PARTS OF THE EXERCISE
1/ Using the Pyro passage, answer each question briefly:
(a) Which framework does the generated web editor use for its frontend?
(b) Which platform does its backend run on?
(c) In which section is the communication pattern for synchronous collaborative modeling examined?
2/ Write a continuation of the Pyro passage, starting right after its final sentence.

PAGE
──────

As Cinco follows a fully generative approach, the very same specification files are utilized by Pyro to generate a web-based modeling editor that runs in the browser (cf. Fig. 1). Of course, in this context, the running platform won’t be based on Eclipse anymore, but based on common web frameworks like Angular for the frontend and Java EE for the backend. The aspects of a Cinco Product included in a service-oriented fashion via native components written in Java (for instance a code generator or editor-assisting features like the hooks discussed above) can thus directly be run also in the backend of the Pyro editor.

In the following, we will focus on two particularly important aspects of Pyro: After discussing the frontend/backend architecture of the generated Pyro modeling environments in Sect. 3, we will take a deeper look at the communication pattern between the involved components that facilitates synchronous collaborative modeling (cf. Sect. 4).

──────

DATASET CONTENT
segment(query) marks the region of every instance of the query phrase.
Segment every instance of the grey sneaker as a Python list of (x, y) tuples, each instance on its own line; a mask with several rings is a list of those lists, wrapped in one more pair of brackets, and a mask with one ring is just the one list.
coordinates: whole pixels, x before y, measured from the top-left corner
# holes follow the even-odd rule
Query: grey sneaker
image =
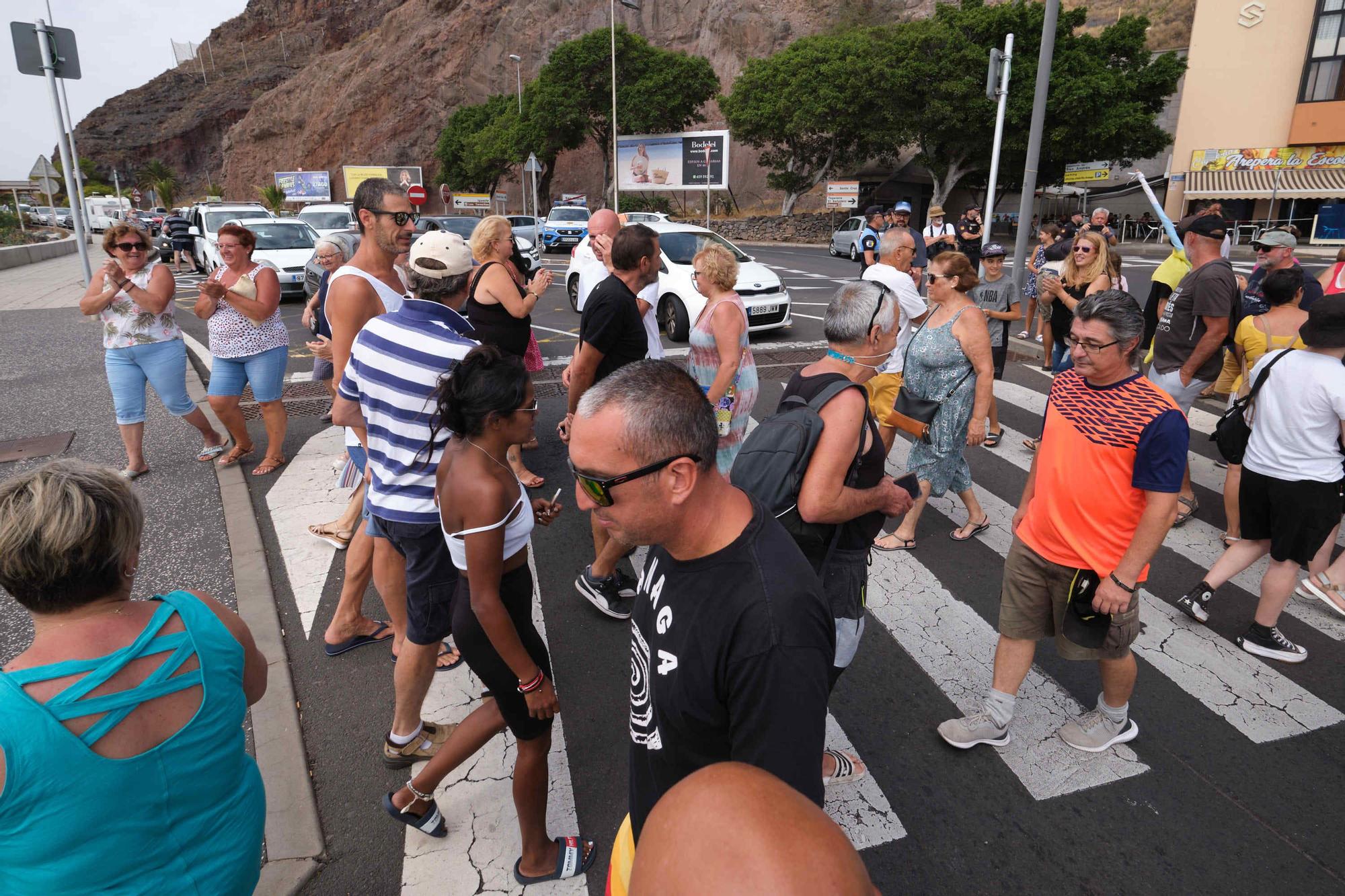
[(995, 720), (986, 712), (972, 713), (964, 718), (950, 718), (939, 725), (939, 736), (958, 749), (970, 749), (976, 744), (1003, 747), (1013, 740), (1009, 728), (995, 725)]
[(1112, 744), (1124, 744), (1134, 740), (1139, 733), (1139, 725), (1134, 718), (1127, 718), (1122, 724), (1114, 722), (1100, 709), (1089, 709), (1079, 718), (1065, 722), (1060, 732), (1060, 740), (1075, 749), (1088, 753), (1100, 753)]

──────

ANSWERS PER TASK
1/
(a) Angular
(b) Java EE
(c) Sect. 4

2/
3 Architecture

In contrast to developing an Eclipse-based modeling environment, for the realization of a web-based solution one nearly has to start from scratch. Eclipse itself is built on a huge amount of plug-ins, developed over the past seventeen years. In particular, the Eclipse Modeling Project provides many frameworks for developing modeling languages based on metamodels and bundling them into a rich IDE. In the context of the web, development of integrated environments has just started, so that only a few best practices, plug-ins, and frameworks are available. This means, even fundamental features often have to be implemented to enable basic functionalities. The main difference between local desktop IDEs and a web-based environment like Pyro is the opportunity to provide distributed access to a centralized instance by multiple users at the same time. This results in new challenges and requirements regarding the synchronization between multiple users and conflict resolution for oppositional modifications.

Thus, the Pyro architecture must be built in a way that adequately substitutes what Eclipse already provides in the desktop application context, but also be prepared for the distributed setting with multiple users – in particular for supporting live collaborative editing on the same models. In this section, the generation of Pyro web-based modeling environments is described in a way that shows how the needed information is collected from Cinco’s high-level specification metamodels and where the generated code is placed and distributed in the overall context to build the Pyro architecture.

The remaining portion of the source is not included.